**Page extract**

Peer Gynt is a truly multicultural production: the lead actor, Ingvar Sigurdsson, hails from Iceland, and the leading lady, Shantal Shivalingappa is a Madras-born Parisian. The rest of the cast are from different parts of the world. The only problem with this happy Benetton-like picture is that none of the cast are able to relax into their English-speaking roles. Being able to speak their lines takes precedence over their delivery. The performances are wooden. Gynt, the stubborn character on whom the play is centred, is given a modern twist – he is cast as a rock star. This facilitates a number of musical inserts.

At the conclusion, the audience, once again, grind their feet into the stand, although it’s an uninspiring, if not facile, production. Perhaps the quality of the acting went unnoticed as they read the German translations of the dialogue on a screen above the stage. Like Trapped, the play evinced the empty trappings of egotistical pursuits. It seemed ironic that theatre driving this point home in such an obvious manner would appeal to such a well-heeled audience who engage in a pantomime of appearances outside theatres.

Maybe it is because of this.

Nevertheless, the plays are never unsettling enough to challenge the status quo. Here, theatre seems to be an easygoing distraction between drinking champagne and eating sausages.

Primarily, the festival attracts opera lovers rather than seasoned theatregoers with a taste for edgy work. Opera is everywhere; even if you don’t have tickets for a show you can find a seat in a courtyard where a large screen shows the opera inside the main festival hall, where the acoustics are so refined you can hear the musicians turn the pages on their music stands. The outdoor music events are not as acoustically encompassing, but you get to watch the shadows move across the Gothic façades as the sun sets.

It’s the musical dimension attached to both plays that has also secured them a place at this festival. Music is an inseparable part of Salzburg’s identity. Mozart initially contributed towards this, but the festival itself, starting in the 1920s, and then the whole Von Trapp phenomenon after World War II reinforced this identity.

The 1965 Hollywood classic, The Sound of Music starring Julie Andrews undoubtedly cemented this view. The film was based on the lives of the Von Trapps and was filmed in Salzburg. My conception of this town is indebted to this film. I am embarrassed to admit that the opening scene showing Andrews flitting across a verdant mountain top while engaged in song was one of the main motivations behind my visit to Salzburg.

Naturally, locals are aware of this fact and there are a number of “Sound of Music” tours. It is tempting to join one of these and lose myself in the Hollywood myth of the Von Trapps, but instead I opt for a sobering injection of reality that a visit to the Panorama and Von Trapp museum will provide.

Largely, the material in the museum debunks the Hollywood rendering of this titled Austrian family, who exploited their musical talents to generate an income when they lost their money and then later relocated to the US.

The Von Trapps didn’t want to continue living in Austria after Hitler and the Nazis took it over during the Anschluss, but they didn’t quite escape during the night with soldiers on their tail – as the Hollywood ending has it. According to the museum records, it was a planned and less dramatic exit: the family applied for visas and travelled to England before boarding a boat for the US. In the final scene of the Hollywood movie you see the family stumbling along the upper reaches of the Alps towards freedom. In fact, the mountainous area near Salzburg would lead them closer to where Hitler established his Eagle’s Nest, his elaborate retreat.

**Problems to work on**
[1] Quote the Salzburg festival review starting with "Nevertheless, the plays" and going on through "and eating sausages.".
[2] According to the museum records cited in the Salzburg festival review, how did the Von Trapp family actually leave Austria?
[3] Carry the Salzburg festival review forward from its final sentence.
The rows below have no connection to the Salzburg festival review.

**Recorded data**
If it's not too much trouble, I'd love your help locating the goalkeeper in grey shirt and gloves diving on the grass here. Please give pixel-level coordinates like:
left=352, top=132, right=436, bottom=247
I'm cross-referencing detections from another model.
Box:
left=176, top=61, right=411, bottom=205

**Per-task outputs**
[1]
Nevertheless, the plays are never unsettling enough to challenge the status quo. Here, theatre seems to be an easygoing distraction between drinking champagne and eating sausages.

[2] They applied for visas and traveled to England before boarding a boat for the US.

[3]
The Von Trapps adventures were first canonised by Wolfgang Reinhardt, who produced two German films, in 1956 and 1958. His tales about the family were based on Maria Von Trapp’s autobiography. It was conceived as escapist entertainment to cheer up the German public after the war. Text in the museum suggests it fulfilled the same role for Americans – the release of the American rendition coincided with John F Kennedy’s assassination and the start of the Vietnam War.

A copy of the American script is on display in the museum. It includes a description of what the opening scene is envisioned to look like: “A lovely, lovely neverland”, it reads, reinforcing the product’s function as a form of escapism.

Undoubtedly, while Altstadt is charming and old-worldly, it doesn’t quite evoke the “lovely, lovely neverland” pictured in the film, which consists of verdant Alps and pretty lakes. The sort of setting that prompts one to burst into spontaneous song.

Naively, I want to discover if such a place exists around Salzburg. The glimpses of the countryside I spotted on the way to Hallein suggests that there was a reason why the Hollywood filmmakers shot the film in Salzburg instead of constructing the scenery at the back of a film lot.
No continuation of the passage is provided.